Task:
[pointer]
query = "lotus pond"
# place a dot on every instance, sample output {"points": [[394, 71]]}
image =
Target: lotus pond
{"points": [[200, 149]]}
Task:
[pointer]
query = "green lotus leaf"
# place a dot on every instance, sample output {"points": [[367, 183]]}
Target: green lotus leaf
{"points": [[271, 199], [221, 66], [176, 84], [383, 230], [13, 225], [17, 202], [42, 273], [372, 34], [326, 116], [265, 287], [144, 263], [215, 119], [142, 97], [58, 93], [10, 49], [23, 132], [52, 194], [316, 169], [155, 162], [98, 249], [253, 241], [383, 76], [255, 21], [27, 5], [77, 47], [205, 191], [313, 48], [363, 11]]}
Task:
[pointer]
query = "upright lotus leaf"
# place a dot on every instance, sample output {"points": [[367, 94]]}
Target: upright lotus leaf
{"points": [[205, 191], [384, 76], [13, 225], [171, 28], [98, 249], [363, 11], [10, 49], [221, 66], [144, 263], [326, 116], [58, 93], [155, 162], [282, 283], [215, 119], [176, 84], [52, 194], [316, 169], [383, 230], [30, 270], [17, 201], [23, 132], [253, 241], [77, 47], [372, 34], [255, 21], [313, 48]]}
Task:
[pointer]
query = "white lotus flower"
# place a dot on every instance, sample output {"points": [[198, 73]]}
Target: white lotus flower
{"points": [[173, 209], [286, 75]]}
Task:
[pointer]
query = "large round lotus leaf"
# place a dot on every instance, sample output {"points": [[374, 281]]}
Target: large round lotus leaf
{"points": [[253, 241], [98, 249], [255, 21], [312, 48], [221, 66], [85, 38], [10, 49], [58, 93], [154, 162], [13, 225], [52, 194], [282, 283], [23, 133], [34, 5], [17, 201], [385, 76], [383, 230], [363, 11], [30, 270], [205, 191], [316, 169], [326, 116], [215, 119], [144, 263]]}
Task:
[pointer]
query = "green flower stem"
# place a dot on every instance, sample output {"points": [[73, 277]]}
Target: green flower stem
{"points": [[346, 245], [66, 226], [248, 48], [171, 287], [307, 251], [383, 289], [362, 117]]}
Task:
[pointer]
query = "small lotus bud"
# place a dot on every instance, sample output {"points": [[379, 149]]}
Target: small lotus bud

******************************

Reproduce the records above exactly as they appear.

◆ EXERCISE SOLUTION:
Task:
[pointer]
query = "lotus pond"
# place a dot on every instance, sample output {"points": [[394, 71]]}
image =
Target: lotus pond
{"points": [[200, 149]]}
Task:
[pointer]
query = "green lotus leaf"
# place a dot on every instance, sample output {"points": [[367, 183]]}
Target: green lotus leaf
{"points": [[271, 199], [221, 66], [176, 84], [383, 230], [13, 225], [17, 202], [42, 273], [372, 34], [326, 116], [265, 287], [144, 263], [215, 119], [142, 97], [58, 93], [10, 49], [23, 132], [52, 194], [316, 169], [155, 162], [98, 249], [253, 241], [383, 76], [255, 21], [27, 5], [77, 47], [205, 191], [313, 48], [363, 11]]}
Task:
[pointer]
query = "upright lotus leaf"
# place a dot on every instance, sample output {"points": [[367, 94]]}
Target: upright lotus leaf
{"points": [[205, 191], [384, 76], [13, 225], [171, 28], [98, 249], [363, 11], [10, 49], [221, 66], [144, 263], [326, 116], [58, 93], [155, 162], [282, 283], [215, 119], [176, 84], [52, 194], [316, 169], [383, 230], [30, 270], [17, 201], [23, 132], [253, 241], [77, 47], [372, 34], [255, 21], [313, 48]]}
Task:
[pointer]
query = "white lotus flower"
# place a dot on every instance, sample output {"points": [[198, 73]]}
Target: white lotus flower
{"points": [[173, 209], [286, 75]]}
Task:
[pointer]
query = "large round lotus leaf"
# place a dot on every instance, sample output {"points": [[374, 281]]}
Target: large round lotus leaf
{"points": [[253, 241], [98, 249], [255, 21], [312, 48], [221, 66], [85, 38], [10, 49], [58, 93], [154, 162], [13, 225], [52, 194], [282, 283], [23, 133], [34, 5], [17, 201], [385, 76], [383, 230], [363, 11], [30, 270], [205, 191], [316, 169], [326, 116], [215, 119], [144, 263]]}
Task:
[pointer]
query = "green flower stem"
# place a dot on every instance, sample output {"points": [[73, 277]]}
Target: green flower stem
{"points": [[346, 245], [66, 226], [248, 48], [171, 287], [307, 251], [383, 289], [362, 117]]}
Task:
[pointer]
query = "small lotus bud"
# place a dot on every instance, sample output {"points": [[379, 149]]}
Target: small lotus bud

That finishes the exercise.